Dataset excerpts: Begin
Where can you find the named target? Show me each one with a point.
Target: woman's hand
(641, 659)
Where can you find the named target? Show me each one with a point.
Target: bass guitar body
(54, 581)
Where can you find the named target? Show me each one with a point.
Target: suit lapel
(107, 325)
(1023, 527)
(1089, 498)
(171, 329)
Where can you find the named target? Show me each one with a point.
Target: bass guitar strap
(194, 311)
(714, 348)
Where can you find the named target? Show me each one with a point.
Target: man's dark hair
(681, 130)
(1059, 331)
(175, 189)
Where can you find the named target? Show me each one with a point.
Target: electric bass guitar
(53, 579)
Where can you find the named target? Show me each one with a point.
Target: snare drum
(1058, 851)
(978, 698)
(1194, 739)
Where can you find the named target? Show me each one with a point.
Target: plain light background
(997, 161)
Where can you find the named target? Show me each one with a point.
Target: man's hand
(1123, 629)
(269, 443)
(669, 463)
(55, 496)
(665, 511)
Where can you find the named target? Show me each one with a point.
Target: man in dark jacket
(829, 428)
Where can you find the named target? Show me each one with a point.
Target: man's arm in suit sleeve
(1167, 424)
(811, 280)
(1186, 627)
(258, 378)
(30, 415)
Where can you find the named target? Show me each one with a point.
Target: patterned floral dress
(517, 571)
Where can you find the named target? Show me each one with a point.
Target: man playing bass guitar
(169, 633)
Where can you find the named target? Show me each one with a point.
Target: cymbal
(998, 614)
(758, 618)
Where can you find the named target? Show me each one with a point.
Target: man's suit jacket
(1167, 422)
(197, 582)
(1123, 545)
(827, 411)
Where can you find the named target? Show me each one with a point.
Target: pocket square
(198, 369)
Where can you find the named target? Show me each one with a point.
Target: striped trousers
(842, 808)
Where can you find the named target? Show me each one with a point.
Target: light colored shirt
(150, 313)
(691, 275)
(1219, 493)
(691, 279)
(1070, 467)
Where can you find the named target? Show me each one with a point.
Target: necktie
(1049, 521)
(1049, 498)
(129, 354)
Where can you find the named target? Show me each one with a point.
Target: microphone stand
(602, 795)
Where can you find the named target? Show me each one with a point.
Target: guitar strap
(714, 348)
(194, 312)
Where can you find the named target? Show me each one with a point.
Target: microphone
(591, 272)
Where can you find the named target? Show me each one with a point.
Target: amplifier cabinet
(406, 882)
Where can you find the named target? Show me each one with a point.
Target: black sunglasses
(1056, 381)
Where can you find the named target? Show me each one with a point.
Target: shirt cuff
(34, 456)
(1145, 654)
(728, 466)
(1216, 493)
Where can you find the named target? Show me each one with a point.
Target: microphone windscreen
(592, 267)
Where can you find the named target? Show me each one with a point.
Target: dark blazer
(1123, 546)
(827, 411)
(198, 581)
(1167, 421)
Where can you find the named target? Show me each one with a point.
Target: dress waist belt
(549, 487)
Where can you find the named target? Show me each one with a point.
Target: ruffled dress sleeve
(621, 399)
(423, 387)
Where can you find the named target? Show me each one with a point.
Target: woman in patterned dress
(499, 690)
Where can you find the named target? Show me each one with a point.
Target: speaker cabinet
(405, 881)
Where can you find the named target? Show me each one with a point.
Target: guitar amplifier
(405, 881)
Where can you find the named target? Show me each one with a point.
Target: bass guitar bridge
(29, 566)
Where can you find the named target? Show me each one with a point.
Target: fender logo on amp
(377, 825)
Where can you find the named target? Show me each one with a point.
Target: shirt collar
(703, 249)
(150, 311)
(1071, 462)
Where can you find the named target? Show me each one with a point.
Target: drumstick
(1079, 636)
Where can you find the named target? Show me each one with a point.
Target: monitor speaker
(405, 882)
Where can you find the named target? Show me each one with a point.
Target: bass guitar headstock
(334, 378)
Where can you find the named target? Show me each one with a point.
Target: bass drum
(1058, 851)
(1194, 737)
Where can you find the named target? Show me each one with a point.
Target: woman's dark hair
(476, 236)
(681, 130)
Dataset excerpts: End
#### Directions
Make an exact copy of every line in the data.

#### Task result
Where can you find the named target? Show me each one with a point.
Target: woman's hand
(641, 659)
Where can you find the named target? Show me each one with a point.
Target: bass guitar body
(54, 581)
Where can you find the named target? Show me each one with a point.
Target: suit lapel
(107, 325)
(1023, 527)
(1089, 498)
(171, 329)
Where can you find the named target? Show me each one with a point.
Target: bass guitar strap
(194, 311)
(714, 348)
Where can you find the named target? Show me each one with a point.
Target: man's dark hair
(681, 130)
(1059, 331)
(175, 189)
Where can you find the named target? Show me each one with a point.
Target: electric bass guitar
(53, 579)
Where can you find the named target? Show me each one with a point.
Target: snare drum
(1058, 851)
(978, 698)
(1194, 739)
Where can you find the named target? Show me each one with a point.
Target: plain light background
(997, 161)
Where can you find the named target? Show me each one with a point.
Target: man's hand
(1123, 629)
(269, 443)
(669, 463)
(55, 496)
(665, 511)
Where can you find the named target? Show me each one with a point.
Target: man in dark jacket
(829, 428)
Where can you find the named target? Show me each one with a point.
Target: man's arm in suit sleeve
(1167, 424)
(811, 280)
(1186, 627)
(258, 378)
(30, 415)
Where can you find the named target? Show me each one with a point.
Target: patterned floral dress
(517, 571)
Where can you find the named target? Show me each one with a point.
Target: man playing bass guitar
(169, 633)
Where can you find the named target? Show me each one with a point.
Target: cymbal
(998, 614)
(758, 618)
Where can you find the named target? Show me each one with a point.
Target: man's suit jacket
(1167, 422)
(197, 582)
(1123, 545)
(827, 411)
Where can you find the named target? Show me each one with a point.
Target: pocket square
(198, 369)
Where can you find the named target? Show me each one with a point.
Target: striped trousers
(842, 808)
Where can you find the named target? Show me each one with a point.
Target: light colored shirt
(150, 313)
(691, 275)
(1219, 493)
(691, 279)
(1070, 467)
Where can you find the named target? Show me each one with a point.
Target: necktie
(1049, 521)
(1049, 498)
(129, 354)
Where can you find the named target? Show me each one with a point.
Target: microphone stand
(602, 795)
Where can you find the named target? Show me each one with a point.
Target: guitar strap
(714, 348)
(194, 312)
Where can you find the named target? Show me each one with a point.
Target: microphone
(591, 272)
Where can you find the named target? Show me each one with a point.
Target: amplifier cabinet
(406, 882)
Where can you find the named target? Show me each one with a point.
Target: black sunglasses
(1056, 381)
Where can you find the named target? Show me each one with a point.
Target: shirt cuff
(34, 456)
(1145, 654)
(728, 466)
(1216, 493)
Where can you find the named target? Show me each one with a point.
Target: microphone windscreen
(592, 267)
Where can you find the named target? Show me each one with a point.
Target: dark blazer
(1123, 546)
(827, 411)
(198, 581)
(1167, 421)
Where can you find the named target? Show me each one with a point.
Target: dress waist belt
(549, 487)
Where can you find the named target? Show me each one with a point.
Target: ruffled dress sleeve
(621, 399)
(423, 387)
Where can you find the named target? Show me each one with a point.
Target: woman in patterned dress
(499, 690)
Where can you find the named target? Show me each one with a point.
Target: speaker cabinet
(405, 881)
Where can you find the named target? Show me each one with a point.
Target: guitar amplifier
(405, 881)
Where can you find the named target? Show me each one with a point.
Target: bass guitar bridge
(29, 566)
Where can you find the named target? Show me each one with a point.
Target: fender logo on amp
(377, 825)
Where can you find the named target? Show me each one with a point.
Target: shirt collar
(703, 249)
(150, 311)
(1071, 462)
Where can you find the named target? Show me each one with a point.
Target: drumstick
(1079, 636)
Where can you find the named target? Show me each one with a point.
Target: monitor speaker
(405, 882)
Where can you find the named target? Show me each one with a point.
Target: bass guitar headstock
(334, 378)
Where can you find the named target? Show me each one with a point.
Target: bass drum
(1058, 851)
(1194, 737)
Where can you find the named target? Show me each one with a point.
Target: woman's dark hair
(476, 236)
(681, 130)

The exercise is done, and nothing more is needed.